Natural language region descriptions
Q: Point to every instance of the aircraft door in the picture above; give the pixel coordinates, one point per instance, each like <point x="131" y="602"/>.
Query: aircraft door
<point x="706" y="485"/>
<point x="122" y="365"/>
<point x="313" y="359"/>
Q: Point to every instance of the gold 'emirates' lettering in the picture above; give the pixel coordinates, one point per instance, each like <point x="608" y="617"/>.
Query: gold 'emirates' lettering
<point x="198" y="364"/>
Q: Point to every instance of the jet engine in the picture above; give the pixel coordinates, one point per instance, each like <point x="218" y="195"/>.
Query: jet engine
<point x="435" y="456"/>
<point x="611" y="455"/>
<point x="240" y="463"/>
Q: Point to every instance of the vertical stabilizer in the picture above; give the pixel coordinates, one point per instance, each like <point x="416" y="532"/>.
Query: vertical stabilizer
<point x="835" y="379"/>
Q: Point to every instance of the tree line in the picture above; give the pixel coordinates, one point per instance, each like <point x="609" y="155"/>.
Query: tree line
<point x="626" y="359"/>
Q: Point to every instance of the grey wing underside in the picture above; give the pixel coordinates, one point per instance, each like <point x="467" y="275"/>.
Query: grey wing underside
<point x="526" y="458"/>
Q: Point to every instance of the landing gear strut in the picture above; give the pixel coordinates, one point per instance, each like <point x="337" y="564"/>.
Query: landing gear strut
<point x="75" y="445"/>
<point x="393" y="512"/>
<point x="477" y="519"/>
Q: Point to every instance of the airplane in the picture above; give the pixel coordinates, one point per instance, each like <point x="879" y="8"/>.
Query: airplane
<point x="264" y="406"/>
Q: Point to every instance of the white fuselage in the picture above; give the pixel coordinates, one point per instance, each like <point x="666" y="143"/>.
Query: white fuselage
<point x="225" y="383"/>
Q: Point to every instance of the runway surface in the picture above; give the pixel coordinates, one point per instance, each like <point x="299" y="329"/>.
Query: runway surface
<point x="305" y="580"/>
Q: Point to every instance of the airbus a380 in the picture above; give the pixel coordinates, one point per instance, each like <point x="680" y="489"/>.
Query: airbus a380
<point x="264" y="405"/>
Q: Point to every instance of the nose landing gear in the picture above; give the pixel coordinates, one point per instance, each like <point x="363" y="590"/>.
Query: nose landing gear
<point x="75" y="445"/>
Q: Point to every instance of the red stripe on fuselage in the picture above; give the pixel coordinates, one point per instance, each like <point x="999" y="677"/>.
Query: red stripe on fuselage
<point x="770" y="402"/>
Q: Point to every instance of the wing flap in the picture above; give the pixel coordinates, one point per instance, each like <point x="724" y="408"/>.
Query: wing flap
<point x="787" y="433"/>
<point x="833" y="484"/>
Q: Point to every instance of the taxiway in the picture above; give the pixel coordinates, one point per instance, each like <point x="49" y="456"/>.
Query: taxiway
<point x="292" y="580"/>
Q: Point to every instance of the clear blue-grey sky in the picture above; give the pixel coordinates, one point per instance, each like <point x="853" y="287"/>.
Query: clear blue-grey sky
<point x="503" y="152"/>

==

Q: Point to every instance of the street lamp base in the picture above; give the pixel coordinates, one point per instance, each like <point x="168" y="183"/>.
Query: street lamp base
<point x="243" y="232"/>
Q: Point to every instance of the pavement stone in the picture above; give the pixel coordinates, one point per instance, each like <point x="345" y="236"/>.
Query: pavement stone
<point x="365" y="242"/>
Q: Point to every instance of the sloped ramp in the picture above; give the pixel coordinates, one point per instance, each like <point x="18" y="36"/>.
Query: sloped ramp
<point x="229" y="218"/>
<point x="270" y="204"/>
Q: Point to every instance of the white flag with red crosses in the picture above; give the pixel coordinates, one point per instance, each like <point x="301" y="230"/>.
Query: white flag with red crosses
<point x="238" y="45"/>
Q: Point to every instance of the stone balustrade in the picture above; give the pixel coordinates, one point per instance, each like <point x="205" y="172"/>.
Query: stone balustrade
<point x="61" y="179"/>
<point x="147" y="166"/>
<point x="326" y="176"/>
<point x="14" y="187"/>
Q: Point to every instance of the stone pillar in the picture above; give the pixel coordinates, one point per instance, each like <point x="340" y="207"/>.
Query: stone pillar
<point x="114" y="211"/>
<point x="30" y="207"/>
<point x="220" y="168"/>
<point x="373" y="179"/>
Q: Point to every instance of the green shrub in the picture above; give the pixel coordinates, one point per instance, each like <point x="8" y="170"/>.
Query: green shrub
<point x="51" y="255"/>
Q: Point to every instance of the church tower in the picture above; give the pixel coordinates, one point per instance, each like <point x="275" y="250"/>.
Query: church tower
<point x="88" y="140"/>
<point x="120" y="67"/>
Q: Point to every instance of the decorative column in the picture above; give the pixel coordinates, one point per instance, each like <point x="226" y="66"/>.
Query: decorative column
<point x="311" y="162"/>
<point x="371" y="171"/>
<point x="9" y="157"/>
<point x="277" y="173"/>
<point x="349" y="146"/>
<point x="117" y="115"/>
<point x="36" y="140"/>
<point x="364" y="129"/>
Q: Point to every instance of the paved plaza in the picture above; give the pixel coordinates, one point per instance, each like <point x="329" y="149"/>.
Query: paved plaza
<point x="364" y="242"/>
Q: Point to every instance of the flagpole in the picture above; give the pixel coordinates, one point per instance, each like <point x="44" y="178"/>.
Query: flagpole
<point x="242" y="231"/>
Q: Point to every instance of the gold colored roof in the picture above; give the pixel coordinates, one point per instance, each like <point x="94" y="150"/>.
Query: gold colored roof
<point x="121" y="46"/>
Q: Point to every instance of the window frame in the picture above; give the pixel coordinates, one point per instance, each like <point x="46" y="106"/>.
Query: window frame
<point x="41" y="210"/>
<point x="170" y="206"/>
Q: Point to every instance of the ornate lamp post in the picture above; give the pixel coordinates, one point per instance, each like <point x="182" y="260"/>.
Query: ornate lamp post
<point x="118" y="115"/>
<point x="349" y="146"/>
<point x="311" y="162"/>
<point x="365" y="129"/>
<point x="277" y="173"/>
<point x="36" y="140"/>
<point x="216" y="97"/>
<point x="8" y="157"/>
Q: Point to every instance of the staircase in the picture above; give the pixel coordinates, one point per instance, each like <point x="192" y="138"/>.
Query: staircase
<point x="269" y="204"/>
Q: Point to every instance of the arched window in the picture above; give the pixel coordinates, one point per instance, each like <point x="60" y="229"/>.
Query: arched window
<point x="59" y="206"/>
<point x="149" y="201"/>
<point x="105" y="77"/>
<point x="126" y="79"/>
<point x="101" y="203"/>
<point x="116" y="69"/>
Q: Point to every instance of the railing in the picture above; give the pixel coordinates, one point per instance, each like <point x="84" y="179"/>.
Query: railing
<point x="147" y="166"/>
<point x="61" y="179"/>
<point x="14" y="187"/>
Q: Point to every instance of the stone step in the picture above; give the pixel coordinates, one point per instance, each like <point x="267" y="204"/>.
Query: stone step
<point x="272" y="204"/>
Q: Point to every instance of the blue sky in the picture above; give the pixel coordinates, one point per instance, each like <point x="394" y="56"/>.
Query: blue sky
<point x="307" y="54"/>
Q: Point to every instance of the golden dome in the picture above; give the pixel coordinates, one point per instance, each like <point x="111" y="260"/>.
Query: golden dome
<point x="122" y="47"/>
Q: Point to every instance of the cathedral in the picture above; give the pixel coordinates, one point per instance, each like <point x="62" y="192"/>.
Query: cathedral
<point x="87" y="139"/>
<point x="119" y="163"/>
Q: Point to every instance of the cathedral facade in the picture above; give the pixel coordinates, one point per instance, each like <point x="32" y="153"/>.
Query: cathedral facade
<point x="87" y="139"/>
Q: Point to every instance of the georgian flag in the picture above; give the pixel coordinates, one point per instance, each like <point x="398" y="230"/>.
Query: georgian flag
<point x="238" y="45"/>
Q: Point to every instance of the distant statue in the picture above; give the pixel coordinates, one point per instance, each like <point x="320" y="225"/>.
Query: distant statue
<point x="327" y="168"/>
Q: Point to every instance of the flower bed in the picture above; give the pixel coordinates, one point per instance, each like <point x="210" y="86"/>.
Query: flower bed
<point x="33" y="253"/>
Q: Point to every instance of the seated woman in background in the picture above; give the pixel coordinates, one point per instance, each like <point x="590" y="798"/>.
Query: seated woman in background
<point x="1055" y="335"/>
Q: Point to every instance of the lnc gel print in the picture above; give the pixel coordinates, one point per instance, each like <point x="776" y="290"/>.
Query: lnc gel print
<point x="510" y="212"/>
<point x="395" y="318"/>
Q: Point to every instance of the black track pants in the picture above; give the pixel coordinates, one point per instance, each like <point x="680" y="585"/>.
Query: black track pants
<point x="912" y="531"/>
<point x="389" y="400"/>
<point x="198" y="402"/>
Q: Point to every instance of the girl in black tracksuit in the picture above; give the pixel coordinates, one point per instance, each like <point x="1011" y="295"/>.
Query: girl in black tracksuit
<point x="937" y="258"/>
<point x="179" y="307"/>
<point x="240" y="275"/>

WORK TO COMPLETE: Only the lines above starting at the line that holds "Query: paved plaza" and ending at the line that holds "Q: Point to every instance of the arched" are to be repeated, exactly and in full.

RESPONSE AREA:
Query: paved plaza
<point x="364" y="242"/>
Q: Point to every instance of the flagpole in the picture above; give the pixel coordinates, one point per instance, each like <point x="44" y="178"/>.
Query: flagpole
<point x="242" y="231"/>
Q: Point to every instance of the gold colored roof in the picture above; give the pixel coordinates, one point per instance, each like <point x="94" y="150"/>.
Query: gold colored roof
<point x="121" y="46"/>
Q: Point to every instance of the window frame in the picture above; give the pixel coordinates, one point per instance, each like <point x="46" y="106"/>.
Query: window frame
<point x="41" y="210"/>
<point x="170" y="206"/>
Q: Point to every instance of the ornate lamp post in the picture above; give the pixel coordinates, one point per instance, each like <point x="182" y="260"/>.
Query: ornate lamp post
<point x="118" y="115"/>
<point x="349" y="146"/>
<point x="311" y="162"/>
<point x="365" y="129"/>
<point x="277" y="173"/>
<point x="36" y="140"/>
<point x="216" y="97"/>
<point x="8" y="157"/>
Q: Point to every instance of the staircase in the picture above; give the pixel coordinates, one point per instance, each like <point x="192" y="138"/>.
Query: staircase
<point x="269" y="204"/>
Q: Point to every instance of the arched window in the picture above; give the pixel coordinates, one point per instance, each like <point x="60" y="229"/>.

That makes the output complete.